**MATERIAL SHOWN:**
┌──

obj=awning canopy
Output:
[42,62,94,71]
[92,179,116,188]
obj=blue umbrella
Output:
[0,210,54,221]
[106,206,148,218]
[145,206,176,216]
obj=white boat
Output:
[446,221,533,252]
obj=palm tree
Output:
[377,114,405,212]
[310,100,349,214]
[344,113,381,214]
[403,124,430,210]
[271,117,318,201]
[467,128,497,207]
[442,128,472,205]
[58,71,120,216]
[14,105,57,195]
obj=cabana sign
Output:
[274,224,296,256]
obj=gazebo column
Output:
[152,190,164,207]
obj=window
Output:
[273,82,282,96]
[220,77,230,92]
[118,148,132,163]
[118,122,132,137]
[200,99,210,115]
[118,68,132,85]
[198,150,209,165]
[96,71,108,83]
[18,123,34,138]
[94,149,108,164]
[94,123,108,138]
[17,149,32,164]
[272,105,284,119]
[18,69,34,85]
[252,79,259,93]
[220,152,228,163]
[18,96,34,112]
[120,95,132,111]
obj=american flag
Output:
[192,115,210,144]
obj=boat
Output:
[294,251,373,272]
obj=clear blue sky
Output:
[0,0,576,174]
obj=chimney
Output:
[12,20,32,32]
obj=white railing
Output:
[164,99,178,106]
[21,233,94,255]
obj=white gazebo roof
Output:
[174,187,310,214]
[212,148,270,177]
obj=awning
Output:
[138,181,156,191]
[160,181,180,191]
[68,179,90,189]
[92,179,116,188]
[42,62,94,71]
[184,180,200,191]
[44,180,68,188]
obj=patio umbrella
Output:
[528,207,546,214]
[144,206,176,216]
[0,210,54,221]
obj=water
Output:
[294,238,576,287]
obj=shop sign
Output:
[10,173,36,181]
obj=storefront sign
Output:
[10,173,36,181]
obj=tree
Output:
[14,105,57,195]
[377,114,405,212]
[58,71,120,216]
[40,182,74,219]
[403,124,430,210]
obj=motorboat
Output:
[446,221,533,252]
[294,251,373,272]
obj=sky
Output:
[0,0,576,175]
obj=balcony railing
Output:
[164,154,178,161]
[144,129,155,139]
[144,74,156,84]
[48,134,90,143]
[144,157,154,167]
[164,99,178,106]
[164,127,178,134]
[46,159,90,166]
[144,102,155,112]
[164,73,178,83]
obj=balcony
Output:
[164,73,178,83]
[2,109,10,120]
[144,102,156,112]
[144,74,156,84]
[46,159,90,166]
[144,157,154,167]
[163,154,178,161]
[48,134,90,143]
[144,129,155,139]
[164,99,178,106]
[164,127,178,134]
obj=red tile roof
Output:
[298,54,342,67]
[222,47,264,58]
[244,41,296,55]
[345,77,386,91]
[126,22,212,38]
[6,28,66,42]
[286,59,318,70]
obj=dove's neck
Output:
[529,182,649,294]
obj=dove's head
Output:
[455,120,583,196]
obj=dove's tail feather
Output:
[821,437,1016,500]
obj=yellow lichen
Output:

└──

**SHORT TASK:** Turn the records, from the line containing "obj=white railing" through the end, into a JSON list of strings with one string per line and no blank lines.

**RESULT OF THE EXERCISE:**
[
  "obj=white railing",
  "Output:",
  "[164,99,178,106]",
  "[21,233,94,255]",
  "obj=white gazebo roof",
  "Output:",
  "[174,187,310,214]",
  "[212,148,270,177]",
  "obj=awning",
  "Output:",
  "[138,181,156,191]",
  "[160,181,180,191]",
  "[68,179,90,189]",
  "[92,179,116,188]",
  "[42,62,94,71]",
  "[184,180,200,191]",
  "[44,180,68,188]",
  "obj=patio umbrella",
  "Output:",
  "[528,207,546,214]",
  "[144,206,176,216]",
  "[0,210,54,221]",
  "obj=water",
  "Output:",
  "[294,238,576,287]",
  "obj=shop sign",
  "Output:",
  "[10,173,36,181]",
  "obj=storefront sign",
  "Output:",
  "[10,173,36,181]",
  "obj=tree",
  "Output:",
  "[14,105,57,195]",
  "[377,114,405,212]",
  "[58,71,120,216]",
  "[40,182,74,219]",
  "[403,124,430,210]",
  "obj=motorboat",
  "Output:",
  "[446,221,533,252]",
  "[294,251,373,272]",
  "obj=sky",
  "Output:",
  "[0,0,576,175]",
  "obj=balcony railing",
  "Output:",
  "[164,154,178,161]",
  "[144,129,155,139]",
  "[144,74,156,84]",
  "[48,134,90,143]",
  "[144,157,154,167]",
  "[164,99,178,106]",
  "[164,127,178,134]",
  "[46,159,90,166]",
  "[144,102,155,112]",
  "[164,73,178,83]",
  "obj=balcony",
  "Output:",
  "[164,73,178,83]",
  "[2,109,10,120]",
  "[144,102,156,112]",
  "[144,74,156,84]",
  "[46,159,90,166]",
  "[144,157,154,167]",
  "[163,154,178,161]",
  "[48,134,90,143]",
  "[144,129,155,139]",
  "[164,99,178,106]",
  "[164,127,178,134]",
  "obj=red tile roof",
  "Output:",
  "[298,54,342,67]",
  "[222,47,264,58]",
  "[244,41,296,55]",
  "[345,77,386,91]",
  "[126,22,212,38]",
  "[6,28,66,42]",
  "[286,59,318,70]",
  "obj=dove's neck",
  "Output:",
  "[529,182,649,294]",
  "obj=dove's head",
  "Output:",
  "[455,120,583,196]",
  "obj=dove's tail feather",
  "Output:",
  "[821,437,1016,500]",
  "obj=yellow lichen",
  "Output:"
]